WHAT YOU ARE ASKED TO DO:
Copy every line from the one containing "Annotation task — identify one point per instance of the white" through the last line of the records below, both included, and nothing else.

- Opening Delimiter -

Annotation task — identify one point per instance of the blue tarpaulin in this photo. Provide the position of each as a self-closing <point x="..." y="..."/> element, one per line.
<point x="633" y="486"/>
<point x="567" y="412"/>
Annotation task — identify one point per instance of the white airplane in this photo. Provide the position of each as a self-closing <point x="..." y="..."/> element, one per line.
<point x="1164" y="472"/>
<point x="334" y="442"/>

- Closing Delimiter -

ANSWER FOR THIS EXERCISE:
Annotation task — identify one point per instance of the white airplane in this photo. Provide the position of each as a self-closing <point x="..." y="..."/> element, one per line.
<point x="1164" y="472"/>
<point x="334" y="442"/>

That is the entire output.